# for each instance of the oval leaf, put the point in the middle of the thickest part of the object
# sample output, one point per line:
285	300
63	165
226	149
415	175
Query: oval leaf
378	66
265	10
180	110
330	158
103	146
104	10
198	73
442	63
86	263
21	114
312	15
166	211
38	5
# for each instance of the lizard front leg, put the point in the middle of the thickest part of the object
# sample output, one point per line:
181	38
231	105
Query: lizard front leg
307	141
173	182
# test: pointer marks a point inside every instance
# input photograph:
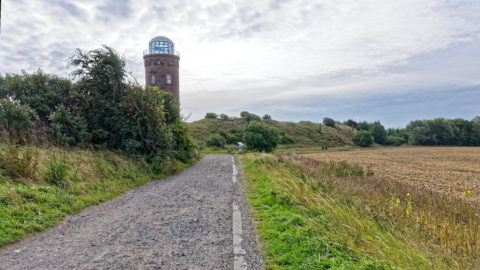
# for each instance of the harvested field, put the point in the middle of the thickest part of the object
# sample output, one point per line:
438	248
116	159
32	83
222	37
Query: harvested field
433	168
++++++++++
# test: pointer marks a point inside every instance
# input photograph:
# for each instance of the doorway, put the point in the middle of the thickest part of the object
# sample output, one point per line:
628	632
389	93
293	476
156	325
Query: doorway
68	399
++++++++++
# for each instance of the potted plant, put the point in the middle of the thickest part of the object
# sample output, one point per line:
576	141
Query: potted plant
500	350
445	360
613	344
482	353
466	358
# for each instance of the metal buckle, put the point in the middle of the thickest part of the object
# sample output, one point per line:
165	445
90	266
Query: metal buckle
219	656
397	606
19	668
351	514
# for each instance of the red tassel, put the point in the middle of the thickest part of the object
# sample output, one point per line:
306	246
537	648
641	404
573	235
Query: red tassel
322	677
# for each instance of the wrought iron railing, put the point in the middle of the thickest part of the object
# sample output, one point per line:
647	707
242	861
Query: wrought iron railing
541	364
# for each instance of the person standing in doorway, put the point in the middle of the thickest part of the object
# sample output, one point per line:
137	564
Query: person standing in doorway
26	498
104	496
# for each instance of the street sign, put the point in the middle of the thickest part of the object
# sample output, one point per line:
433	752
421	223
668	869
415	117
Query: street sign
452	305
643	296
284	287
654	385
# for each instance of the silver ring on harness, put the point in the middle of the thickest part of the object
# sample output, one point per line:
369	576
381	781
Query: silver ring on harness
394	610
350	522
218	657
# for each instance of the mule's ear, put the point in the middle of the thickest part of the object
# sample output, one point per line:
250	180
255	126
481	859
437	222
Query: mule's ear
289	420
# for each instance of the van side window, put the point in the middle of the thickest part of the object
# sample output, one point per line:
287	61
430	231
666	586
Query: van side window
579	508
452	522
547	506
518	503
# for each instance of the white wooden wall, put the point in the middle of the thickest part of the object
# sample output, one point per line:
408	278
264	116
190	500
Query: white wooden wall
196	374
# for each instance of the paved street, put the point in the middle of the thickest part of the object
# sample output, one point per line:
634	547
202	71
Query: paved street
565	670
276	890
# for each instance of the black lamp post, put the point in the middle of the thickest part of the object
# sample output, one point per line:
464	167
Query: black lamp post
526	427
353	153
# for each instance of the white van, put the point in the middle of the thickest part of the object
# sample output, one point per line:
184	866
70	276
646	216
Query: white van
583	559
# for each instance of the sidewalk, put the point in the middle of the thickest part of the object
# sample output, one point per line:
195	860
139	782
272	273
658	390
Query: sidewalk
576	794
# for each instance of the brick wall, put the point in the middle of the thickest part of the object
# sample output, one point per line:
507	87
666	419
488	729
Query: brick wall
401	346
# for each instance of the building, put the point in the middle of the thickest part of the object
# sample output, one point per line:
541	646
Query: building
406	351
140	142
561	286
++++++++++
• _Set task_: Select every line in the records above that contains the word "iron" and copy each such line.

• _Result for this exercise_:
# for each instance of the wrought iron railing, put the point in the middle of the thickest part of the object
Query: wrought iron railing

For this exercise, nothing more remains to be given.